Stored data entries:

+ + +

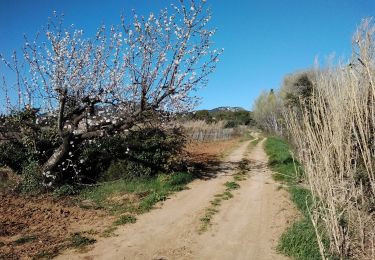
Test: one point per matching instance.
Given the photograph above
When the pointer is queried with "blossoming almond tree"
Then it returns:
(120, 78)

+ + +

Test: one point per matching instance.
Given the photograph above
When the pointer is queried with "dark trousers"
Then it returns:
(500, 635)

+ + +

#### [Task directions]
Look through the data above and report every line in which "with" appears.

#### [Exercise response]
When the pointer is queried with "blossoming almond tree"
When the pointer is queried with "dark trousers"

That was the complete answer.